→ CEL ZADANIA
Zamień we wszystkich rekordach „even-odd rule” na „nonzero rule” i przepisz poniższe wiersze, nie zmieniając niczego innego.

→ SUROWE REKORDY
========================

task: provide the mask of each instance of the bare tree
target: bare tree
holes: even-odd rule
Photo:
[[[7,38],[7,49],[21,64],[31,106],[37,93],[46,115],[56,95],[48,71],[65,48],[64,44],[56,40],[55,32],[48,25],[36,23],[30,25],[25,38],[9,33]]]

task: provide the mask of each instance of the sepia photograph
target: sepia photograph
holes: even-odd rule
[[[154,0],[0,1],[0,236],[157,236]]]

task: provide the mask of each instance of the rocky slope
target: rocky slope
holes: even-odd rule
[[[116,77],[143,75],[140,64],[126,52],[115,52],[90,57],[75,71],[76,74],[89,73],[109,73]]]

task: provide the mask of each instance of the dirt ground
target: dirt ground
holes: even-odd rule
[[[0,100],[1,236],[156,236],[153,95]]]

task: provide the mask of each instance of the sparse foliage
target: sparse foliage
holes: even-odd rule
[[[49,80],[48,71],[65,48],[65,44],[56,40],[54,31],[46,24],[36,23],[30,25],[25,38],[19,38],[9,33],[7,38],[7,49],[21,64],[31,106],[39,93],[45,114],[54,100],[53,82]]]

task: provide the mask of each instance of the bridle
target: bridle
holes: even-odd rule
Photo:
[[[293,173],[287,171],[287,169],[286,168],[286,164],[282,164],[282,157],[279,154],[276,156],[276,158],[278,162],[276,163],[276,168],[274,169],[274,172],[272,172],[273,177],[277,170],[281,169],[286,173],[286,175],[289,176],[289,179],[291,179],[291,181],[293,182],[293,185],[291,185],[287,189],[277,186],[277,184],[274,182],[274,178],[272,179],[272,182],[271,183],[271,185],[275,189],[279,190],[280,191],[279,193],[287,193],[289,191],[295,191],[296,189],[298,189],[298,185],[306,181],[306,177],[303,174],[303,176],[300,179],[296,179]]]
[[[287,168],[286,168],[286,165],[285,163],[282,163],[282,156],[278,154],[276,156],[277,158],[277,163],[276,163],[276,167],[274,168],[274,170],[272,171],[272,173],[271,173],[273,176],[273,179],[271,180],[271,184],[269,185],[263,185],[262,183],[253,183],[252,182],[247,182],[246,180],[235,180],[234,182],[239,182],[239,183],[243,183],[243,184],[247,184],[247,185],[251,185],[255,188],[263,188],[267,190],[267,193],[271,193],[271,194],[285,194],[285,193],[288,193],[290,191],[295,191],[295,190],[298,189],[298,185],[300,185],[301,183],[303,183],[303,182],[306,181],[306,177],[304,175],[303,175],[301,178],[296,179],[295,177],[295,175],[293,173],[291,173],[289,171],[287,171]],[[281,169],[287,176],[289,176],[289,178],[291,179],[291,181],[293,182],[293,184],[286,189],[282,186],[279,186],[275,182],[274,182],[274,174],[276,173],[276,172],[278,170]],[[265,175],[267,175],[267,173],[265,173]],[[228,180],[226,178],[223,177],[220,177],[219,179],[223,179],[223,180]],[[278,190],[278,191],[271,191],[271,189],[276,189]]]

========================

→ WYNIK ZADANIA
task: provide the mask of each instance of the bare tree
target: bare tree
holes: nonzero rule
Photo:
[[[7,38],[7,49],[21,64],[31,106],[37,93],[46,115],[56,95],[48,71],[65,48],[64,44],[56,40],[55,32],[48,25],[36,23],[30,25],[25,38],[9,33]]]

task: provide the mask of each instance of the sepia photograph
target: sepia photograph
holes: nonzero rule
[[[154,0],[0,1],[0,236],[157,236]]]

task: provide the mask of each instance of the rocky slope
target: rocky slope
holes: nonzero rule
[[[116,77],[143,75],[140,64],[126,52],[115,52],[90,57],[75,71],[76,74],[89,73],[109,73]]]

task: provide the mask of each instance of the dirt ground
target: dirt ground
holes: nonzero rule
[[[0,100],[1,236],[156,236],[153,95]]]

task: provide the mask of each instance of the sparse foliage
target: sparse foliage
holes: nonzero rule
[[[49,80],[48,71],[65,48],[65,44],[56,40],[54,31],[46,24],[36,23],[30,25],[25,38],[19,38],[9,33],[7,38],[7,49],[21,64],[31,106],[39,93],[45,114],[54,100],[53,82]]]

task: provide the mask of each instance of the bridle
target: bridle
holes: nonzero rule
Photo:
[[[293,173],[287,171],[287,169],[286,168],[286,164],[282,164],[282,157],[279,154],[276,156],[276,158],[278,162],[276,163],[276,168],[274,169],[274,172],[272,172],[273,177],[277,170],[281,169],[286,173],[286,175],[289,176],[289,179],[291,179],[291,181],[293,182],[293,185],[291,185],[287,189],[277,186],[277,184],[274,182],[274,178],[272,179],[272,182],[271,183],[271,185],[275,189],[279,190],[280,191],[279,193],[287,193],[289,191],[295,191],[296,189],[298,189],[298,185],[306,181],[306,177],[303,174],[303,176],[300,179],[296,179]]]
[[[287,168],[286,168],[286,165],[285,163],[282,163],[282,156],[278,154],[276,156],[277,158],[277,163],[276,163],[276,167],[274,168],[274,170],[272,171],[272,173],[271,173],[273,176],[273,179],[271,180],[271,184],[269,185],[263,185],[262,183],[253,183],[252,182],[247,182],[246,180],[235,180],[234,182],[239,182],[239,183],[243,183],[243,184],[247,184],[247,185],[251,185],[255,188],[263,188],[267,190],[267,193],[271,193],[271,194],[285,194],[285,193],[288,193],[290,191],[295,191],[295,190],[298,189],[298,185],[300,185],[301,183],[303,183],[303,182],[306,181],[306,177],[304,175],[303,175],[301,178],[296,179],[295,177],[295,175],[293,173],[291,173],[289,171],[287,171]],[[281,169],[287,176],[289,176],[289,178],[291,179],[291,181],[293,182],[293,184],[286,189],[282,186],[279,186],[275,182],[274,182],[274,174],[276,173],[276,172],[278,170]],[[265,175],[267,175],[267,173],[265,173]],[[228,180],[226,178],[223,177],[220,177],[219,179],[223,179],[223,180]],[[278,190],[278,191],[271,191],[271,189],[276,189]]]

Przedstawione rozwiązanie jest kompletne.